● **RECORDS SHOWN**:
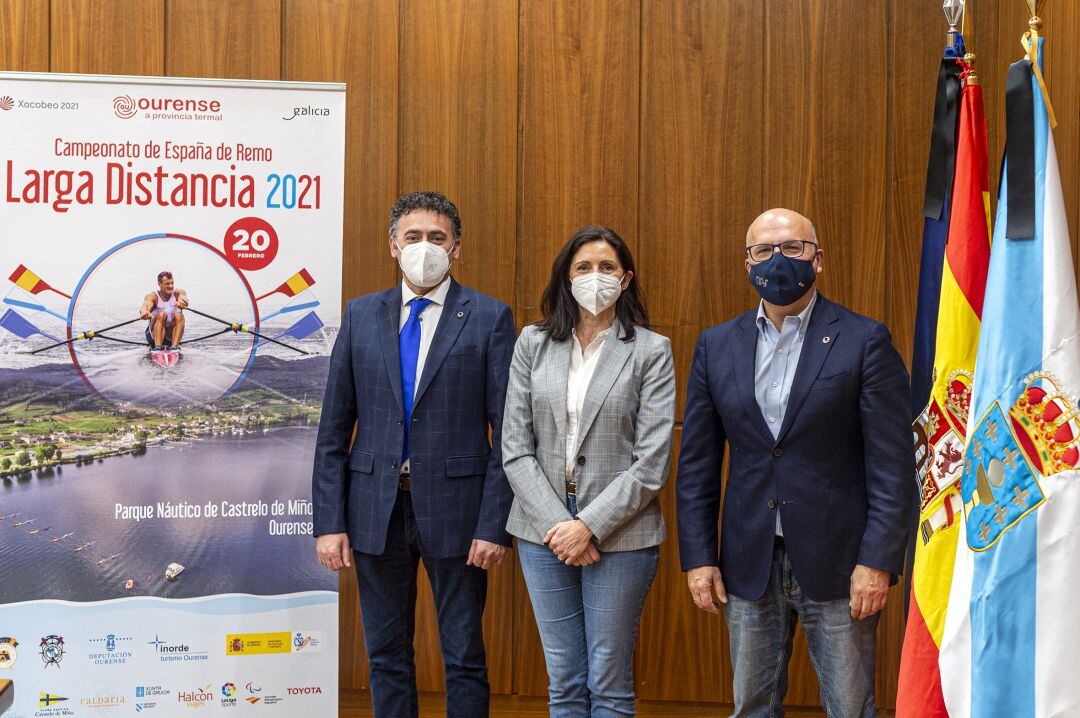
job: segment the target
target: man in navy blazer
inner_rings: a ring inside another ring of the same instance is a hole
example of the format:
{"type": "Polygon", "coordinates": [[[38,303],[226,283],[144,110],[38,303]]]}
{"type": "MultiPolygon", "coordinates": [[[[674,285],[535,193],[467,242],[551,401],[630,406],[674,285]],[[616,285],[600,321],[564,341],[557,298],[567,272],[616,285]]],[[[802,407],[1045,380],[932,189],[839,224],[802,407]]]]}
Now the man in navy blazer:
{"type": "Polygon", "coordinates": [[[797,620],[827,713],[875,715],[874,634],[913,509],[908,376],[883,324],[814,288],[823,260],[807,218],[758,217],[762,301],[702,332],[690,370],[680,560],[698,607],[723,604],[736,716],[777,714],[797,620]]]}
{"type": "Polygon", "coordinates": [[[438,615],[447,715],[488,713],[481,619],[486,570],[511,544],[500,438],[516,333],[508,306],[450,277],[460,240],[457,208],[443,195],[397,201],[390,252],[403,281],[345,306],[319,423],[317,553],[336,571],[351,565],[351,546],[371,698],[385,718],[418,712],[420,561],[438,615]]]}

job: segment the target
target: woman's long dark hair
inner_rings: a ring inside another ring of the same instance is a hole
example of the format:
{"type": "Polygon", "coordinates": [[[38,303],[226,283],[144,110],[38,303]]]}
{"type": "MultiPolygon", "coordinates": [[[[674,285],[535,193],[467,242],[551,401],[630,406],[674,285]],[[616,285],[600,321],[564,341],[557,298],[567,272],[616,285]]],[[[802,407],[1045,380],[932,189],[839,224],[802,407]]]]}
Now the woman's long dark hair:
{"type": "Polygon", "coordinates": [[[590,242],[607,242],[615,250],[623,272],[634,272],[630,285],[615,302],[615,316],[623,331],[620,339],[628,342],[634,338],[634,327],[649,328],[649,312],[645,309],[645,298],[638,291],[637,272],[630,248],[615,232],[596,225],[579,229],[555,256],[551,265],[551,279],[540,299],[540,312],[544,318],[536,326],[557,342],[566,341],[573,334],[578,323],[578,303],[570,291],[570,263],[578,250],[590,242]]]}

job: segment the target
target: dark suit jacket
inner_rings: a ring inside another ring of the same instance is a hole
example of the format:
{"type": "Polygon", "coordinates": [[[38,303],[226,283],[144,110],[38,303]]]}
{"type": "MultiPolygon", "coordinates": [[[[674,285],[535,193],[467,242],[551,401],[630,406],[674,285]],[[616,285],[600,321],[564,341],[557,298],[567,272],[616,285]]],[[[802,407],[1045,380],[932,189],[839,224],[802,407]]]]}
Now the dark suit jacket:
{"type": "Polygon", "coordinates": [[[706,329],[694,351],[676,480],[680,560],[684,570],[719,565],[729,592],[756,600],[779,511],[803,591],[844,598],[856,564],[896,575],[904,563],[915,481],[907,371],[885,325],[819,295],[773,439],[754,396],[756,315],[706,329]]]}
{"type": "MultiPolygon", "coordinates": [[[[315,535],[348,531],[370,554],[386,546],[401,469],[400,312],[400,284],[345,306],[315,446],[315,535]]],[[[412,506],[425,556],[465,556],[474,538],[510,545],[500,438],[515,338],[510,307],[451,280],[413,402],[412,506]]]]}

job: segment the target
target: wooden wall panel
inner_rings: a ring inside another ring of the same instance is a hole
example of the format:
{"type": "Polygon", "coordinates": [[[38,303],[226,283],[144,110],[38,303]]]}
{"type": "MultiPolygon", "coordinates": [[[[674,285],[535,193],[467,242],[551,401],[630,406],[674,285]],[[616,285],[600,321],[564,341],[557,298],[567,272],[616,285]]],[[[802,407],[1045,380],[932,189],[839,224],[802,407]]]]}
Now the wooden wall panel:
{"type": "Polygon", "coordinates": [[[281,77],[281,0],[169,0],[166,10],[169,75],[281,77]]]}
{"type": "Polygon", "coordinates": [[[930,152],[934,94],[945,49],[946,23],[940,8],[893,3],[887,86],[890,133],[886,194],[885,323],[910,365],[915,340],[915,305],[922,252],[922,205],[930,152]],[[934,14],[936,11],[937,14],[934,14]],[[939,17],[940,15],[940,17],[939,17]],[[941,32],[928,31],[937,23],[941,32]],[[897,68],[905,68],[897,72],[897,68]]]}
{"type": "Polygon", "coordinates": [[[1065,195],[1065,214],[1069,218],[1073,260],[1080,268],[1080,7],[1075,2],[1056,2],[1043,13],[1046,41],[1046,82],[1057,114],[1054,130],[1061,187],[1065,195]]]}
{"type": "MultiPolygon", "coordinates": [[[[286,0],[284,80],[348,85],[345,129],[343,301],[397,281],[386,244],[398,185],[398,12],[392,3],[286,0]]],[[[343,688],[368,686],[354,571],[339,583],[343,688]]],[[[421,639],[426,642],[426,639],[421,639]]]]}
{"type": "MultiPolygon", "coordinates": [[[[1005,76],[1027,11],[1019,0],[969,6],[996,205],[1005,76]]],[[[1076,247],[1080,5],[1051,0],[1043,16],[1076,247]]],[[[432,187],[457,202],[458,277],[510,302],[519,325],[538,318],[558,248],[607,224],[630,243],[653,320],[672,338],[681,415],[697,334],[756,301],[743,237],[772,206],[816,222],[823,291],[883,318],[910,357],[944,32],[938,0],[0,0],[0,69],[348,83],[347,298],[397,281],[386,221],[400,192],[432,187]]],[[[723,622],[690,601],[673,487],[660,500],[671,537],[642,622],[639,694],[730,700],[723,622]]],[[[365,687],[351,572],[341,586],[341,685],[365,687]]],[[[490,596],[494,690],[543,695],[513,557],[490,596]]],[[[901,603],[894,589],[879,633],[884,707],[895,701],[901,603]]],[[[417,644],[421,688],[438,689],[429,599],[417,644]]],[[[787,703],[815,705],[798,645],[787,703]]]]}
{"type": "MultiPolygon", "coordinates": [[[[462,283],[514,302],[518,8],[513,0],[402,3],[399,191],[434,189],[462,217],[462,283]]],[[[492,690],[513,681],[514,556],[492,571],[484,628],[492,690]]],[[[437,631],[430,592],[417,630],[437,631]]],[[[417,650],[421,689],[442,686],[437,644],[417,650]],[[428,668],[428,670],[422,670],[428,668]]]]}
{"type": "Polygon", "coordinates": [[[0,2],[0,70],[49,70],[49,0],[0,2]]]}
{"type": "Polygon", "coordinates": [[[756,301],[743,247],[764,209],[764,107],[756,62],[739,43],[764,16],[757,3],[679,0],[642,13],[636,259],[654,328],[672,340],[681,420],[698,334],[756,301]]]}
{"type": "Polygon", "coordinates": [[[402,193],[437,189],[464,227],[461,282],[514,302],[518,7],[405,0],[402,193]]]}
{"type": "Polygon", "coordinates": [[[521,5],[519,324],[540,317],[559,248],[587,224],[637,248],[640,5],[521,5]]]}
{"type": "MultiPolygon", "coordinates": [[[[522,3],[519,26],[519,325],[540,317],[559,248],[587,224],[638,247],[640,4],[522,3]]],[[[546,695],[547,676],[524,580],[515,585],[514,690],[546,695]]]]}
{"type": "Polygon", "coordinates": [[[165,0],[53,0],[53,72],[165,73],[165,0]]]}
{"type": "Polygon", "coordinates": [[[887,30],[887,3],[767,0],[761,53],[765,204],[814,221],[825,251],[822,291],[877,319],[885,301],[887,30]],[[843,28],[851,32],[835,38],[843,28]]]}
{"type": "MultiPolygon", "coordinates": [[[[675,429],[672,467],[678,464],[682,427],[675,429]]],[[[638,636],[634,683],[642,700],[730,703],[731,659],[722,615],[698,609],[679,568],[675,521],[675,470],[660,494],[668,540],[660,546],[656,574],[638,636]]]]}

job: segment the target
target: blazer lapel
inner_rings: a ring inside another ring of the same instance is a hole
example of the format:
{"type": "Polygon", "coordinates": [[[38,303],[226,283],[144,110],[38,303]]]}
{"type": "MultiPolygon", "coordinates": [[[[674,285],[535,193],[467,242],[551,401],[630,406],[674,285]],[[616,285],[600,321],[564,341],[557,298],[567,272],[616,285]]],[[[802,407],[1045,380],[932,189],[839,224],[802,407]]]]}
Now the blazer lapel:
{"type": "Polygon", "coordinates": [[[416,387],[416,396],[413,398],[413,406],[419,406],[424,398],[424,392],[431,386],[436,372],[442,366],[446,355],[461,334],[465,321],[469,318],[470,307],[469,295],[463,291],[461,285],[450,280],[450,289],[446,292],[446,303],[443,305],[442,316],[439,317],[439,326],[435,328],[435,336],[431,339],[431,347],[428,349],[427,359],[424,362],[424,373],[420,377],[420,384],[416,387]]]}
{"type": "Polygon", "coordinates": [[[544,384],[550,387],[548,399],[551,404],[551,413],[555,417],[555,428],[558,430],[559,446],[566,445],[566,387],[570,374],[570,352],[574,347],[574,337],[569,341],[554,342],[547,340],[548,359],[545,363],[547,371],[544,373],[544,384]]]}
{"type": "Polygon", "coordinates": [[[383,292],[383,305],[379,308],[379,343],[382,344],[383,364],[386,365],[390,388],[397,399],[398,408],[405,412],[401,397],[401,354],[398,352],[398,334],[401,324],[401,285],[383,292]]]}
{"type": "Polygon", "coordinates": [[[735,386],[739,391],[743,410],[750,423],[770,444],[772,432],[761,415],[757,395],[754,393],[755,359],[757,357],[758,327],[756,312],[747,312],[738,322],[738,341],[731,343],[731,354],[735,366],[735,386]]]}
{"type": "Polygon", "coordinates": [[[821,373],[826,357],[836,344],[836,336],[840,333],[840,327],[837,325],[839,317],[833,310],[832,302],[821,294],[818,294],[815,301],[814,311],[810,314],[810,326],[806,328],[806,336],[803,337],[799,365],[795,368],[795,378],[791,383],[791,393],[788,395],[788,405],[784,411],[784,423],[780,426],[776,443],[783,440],[784,435],[799,415],[799,409],[802,408],[810,388],[814,386],[814,381],[821,373]]]}
{"type": "MultiPolygon", "coordinates": [[[[634,353],[633,340],[624,342],[619,338],[621,334],[622,329],[619,327],[619,323],[615,322],[611,325],[611,332],[608,334],[607,339],[604,340],[604,346],[600,349],[600,359],[596,364],[596,371],[593,372],[592,379],[589,381],[589,387],[585,390],[585,401],[581,406],[577,444],[574,446],[575,454],[581,449],[581,444],[589,434],[589,429],[592,427],[593,421],[596,420],[596,415],[600,413],[600,407],[604,404],[604,399],[611,391],[611,387],[615,385],[615,380],[619,378],[619,374],[622,373],[626,360],[634,353]]],[[[570,341],[576,342],[577,339],[571,337],[570,341]]],[[[567,370],[569,371],[569,367],[567,367],[567,370]]],[[[565,390],[562,396],[566,397],[565,390]]],[[[563,407],[563,414],[566,414],[565,406],[563,407]]]]}

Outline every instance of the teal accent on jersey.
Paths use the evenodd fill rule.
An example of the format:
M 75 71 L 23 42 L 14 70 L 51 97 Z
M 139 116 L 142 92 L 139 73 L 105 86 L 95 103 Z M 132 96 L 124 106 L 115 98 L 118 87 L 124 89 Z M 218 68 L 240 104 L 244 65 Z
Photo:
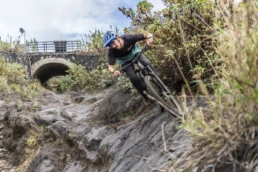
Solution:
M 119 64 L 124 64 L 126 62 L 129 62 L 129 61 L 133 60 L 135 58 L 135 54 L 140 52 L 140 51 L 141 51 L 140 46 L 135 44 L 134 48 L 132 49 L 132 51 L 127 56 L 116 58 L 116 61 Z

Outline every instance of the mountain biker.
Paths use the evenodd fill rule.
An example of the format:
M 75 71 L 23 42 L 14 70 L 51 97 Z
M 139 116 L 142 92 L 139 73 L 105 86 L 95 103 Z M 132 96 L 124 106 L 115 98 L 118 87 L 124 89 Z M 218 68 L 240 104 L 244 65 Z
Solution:
M 109 47 L 108 69 L 115 77 L 119 77 L 121 75 L 120 71 L 115 69 L 115 63 L 118 62 L 123 67 L 132 62 L 132 60 L 137 57 L 137 54 L 141 51 L 141 48 L 136 44 L 136 42 L 141 40 L 146 40 L 146 44 L 150 46 L 153 43 L 153 36 L 150 33 L 124 34 L 118 36 L 112 31 L 106 32 L 103 39 L 103 45 L 104 47 Z M 143 54 L 141 54 L 139 60 L 144 66 L 149 65 L 153 71 L 155 71 L 150 61 Z M 134 65 L 126 67 L 124 72 L 129 77 L 136 90 L 145 98 L 145 100 L 147 100 L 148 98 L 144 94 L 144 88 L 135 73 Z

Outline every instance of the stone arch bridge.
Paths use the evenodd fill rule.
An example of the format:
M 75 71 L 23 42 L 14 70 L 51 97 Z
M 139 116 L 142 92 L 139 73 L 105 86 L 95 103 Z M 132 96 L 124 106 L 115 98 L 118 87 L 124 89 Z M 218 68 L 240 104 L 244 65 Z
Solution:
M 95 69 L 104 59 L 96 54 L 79 53 L 25 53 L 0 52 L 9 62 L 20 63 L 28 71 L 28 75 L 37 78 L 42 84 L 54 76 L 65 75 L 73 64 L 81 64 L 85 70 Z

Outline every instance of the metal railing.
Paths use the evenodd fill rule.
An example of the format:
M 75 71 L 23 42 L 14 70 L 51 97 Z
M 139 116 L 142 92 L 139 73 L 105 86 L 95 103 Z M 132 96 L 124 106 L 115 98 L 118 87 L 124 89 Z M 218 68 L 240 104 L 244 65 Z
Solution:
M 81 50 L 81 41 L 41 41 L 26 43 L 27 53 L 74 53 Z

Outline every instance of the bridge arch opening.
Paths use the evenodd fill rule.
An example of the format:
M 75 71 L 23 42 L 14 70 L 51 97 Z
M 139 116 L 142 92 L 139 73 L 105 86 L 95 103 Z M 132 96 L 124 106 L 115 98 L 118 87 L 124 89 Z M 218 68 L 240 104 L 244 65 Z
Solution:
M 42 59 L 31 66 L 31 75 L 44 85 L 52 77 L 66 75 L 72 65 L 73 63 L 62 58 Z

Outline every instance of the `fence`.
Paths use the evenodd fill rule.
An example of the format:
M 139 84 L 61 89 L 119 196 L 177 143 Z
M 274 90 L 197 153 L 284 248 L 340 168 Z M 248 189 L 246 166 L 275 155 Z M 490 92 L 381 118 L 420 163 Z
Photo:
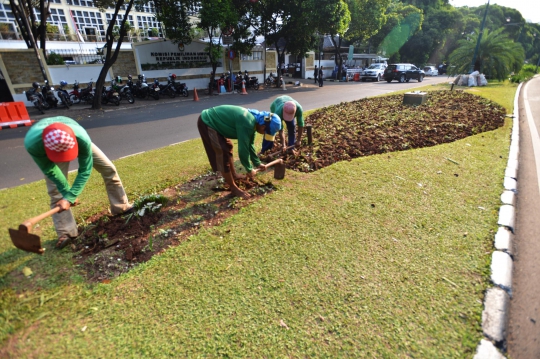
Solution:
M 60 34 L 60 33 L 47 33 L 45 34 L 47 41 L 70 41 L 70 42 L 103 42 L 104 36 L 100 35 L 86 35 L 86 34 Z M 142 36 L 140 34 L 124 36 L 123 42 L 141 42 L 145 40 L 155 40 L 156 37 Z M 0 32 L 0 40 L 24 40 L 22 35 L 13 31 Z M 115 41 L 118 37 L 115 37 Z
M 103 53 L 99 48 L 96 49 L 54 49 L 46 50 L 49 65 L 62 65 L 61 63 L 51 63 L 51 55 L 59 55 L 66 65 L 85 65 L 103 63 Z

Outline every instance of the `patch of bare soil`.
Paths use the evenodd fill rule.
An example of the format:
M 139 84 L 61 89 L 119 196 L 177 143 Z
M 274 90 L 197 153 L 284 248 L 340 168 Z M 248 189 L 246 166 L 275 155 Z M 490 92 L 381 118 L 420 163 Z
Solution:
M 312 144 L 283 155 L 287 168 L 316 171 L 360 156 L 452 142 L 504 124 L 504 108 L 461 91 L 429 92 L 427 103 L 416 107 L 402 102 L 403 95 L 362 99 L 311 114 L 306 122 L 313 129 Z M 280 148 L 276 143 L 269 153 Z M 262 160 L 275 158 L 266 155 Z M 275 189 L 271 183 L 248 180 L 239 186 L 252 195 L 249 200 L 224 192 L 223 180 L 206 174 L 165 190 L 168 202 L 160 212 L 93 216 L 81 226 L 81 235 L 72 245 L 75 260 L 90 281 L 109 281 L 182 243 L 199 228 L 221 224 L 241 207 Z
M 109 281 L 146 262 L 171 246 L 186 241 L 202 227 L 217 226 L 259 197 L 272 192 L 272 183 L 237 180 L 250 193 L 241 200 L 228 192 L 227 185 L 214 173 L 166 189 L 167 203 L 159 212 L 111 216 L 100 213 L 79 228 L 71 248 L 75 261 L 88 280 Z
M 338 161 L 453 142 L 504 124 L 502 106 L 459 90 L 429 92 L 421 106 L 403 105 L 403 96 L 340 103 L 311 114 L 306 123 L 313 128 L 313 144 L 287 156 L 287 168 L 316 171 Z

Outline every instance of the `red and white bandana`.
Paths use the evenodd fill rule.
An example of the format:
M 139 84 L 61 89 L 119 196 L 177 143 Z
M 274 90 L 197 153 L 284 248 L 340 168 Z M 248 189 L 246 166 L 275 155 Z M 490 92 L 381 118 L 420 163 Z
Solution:
M 79 147 L 71 127 L 56 122 L 45 127 L 42 134 L 47 157 L 53 162 L 69 162 L 77 158 Z

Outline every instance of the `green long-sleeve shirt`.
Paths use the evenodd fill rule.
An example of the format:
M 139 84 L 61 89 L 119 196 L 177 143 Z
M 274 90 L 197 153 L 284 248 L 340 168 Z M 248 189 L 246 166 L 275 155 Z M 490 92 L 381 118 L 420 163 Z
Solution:
M 223 137 L 238 140 L 238 157 L 246 171 L 250 172 L 253 166 L 261 164 L 255 151 L 255 117 L 247 109 L 232 105 L 216 106 L 204 110 L 201 119 Z
M 54 162 L 49 160 L 45 152 L 45 145 L 43 144 L 42 139 L 43 130 L 45 127 L 56 122 L 61 122 L 71 127 L 75 133 L 75 137 L 77 138 L 77 144 L 79 147 L 79 171 L 72 186 L 69 185 L 60 168 L 58 168 Z M 32 125 L 32 127 L 30 127 L 30 130 L 24 138 L 24 147 L 30 156 L 32 156 L 32 159 L 34 162 L 36 162 L 41 172 L 43 172 L 48 179 L 56 184 L 56 187 L 58 187 L 58 191 L 62 194 L 62 197 L 65 200 L 73 203 L 81 194 L 86 182 L 88 182 L 88 178 L 90 178 L 90 174 L 92 173 L 92 141 L 90 140 L 90 136 L 88 136 L 85 129 L 68 117 L 57 116 L 45 118 L 36 122 L 34 125 Z
M 302 110 L 302 106 L 291 96 L 283 95 L 277 97 L 272 104 L 270 104 L 270 112 L 275 113 L 279 116 L 279 118 L 283 119 L 283 105 L 285 105 L 285 102 L 292 101 L 296 105 L 296 113 L 294 114 L 294 117 L 296 118 L 296 125 L 298 127 L 304 127 L 304 112 Z M 283 126 L 282 128 L 285 128 L 286 126 Z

● **TASK DESCRIPTION**:
Would you please filter the lines above and copy every one that includes "arch"?

● **EXERCISE SOLUTION**:
Outline every instance of the stone arch bridge.
Outline every instance of the bridge arch opening.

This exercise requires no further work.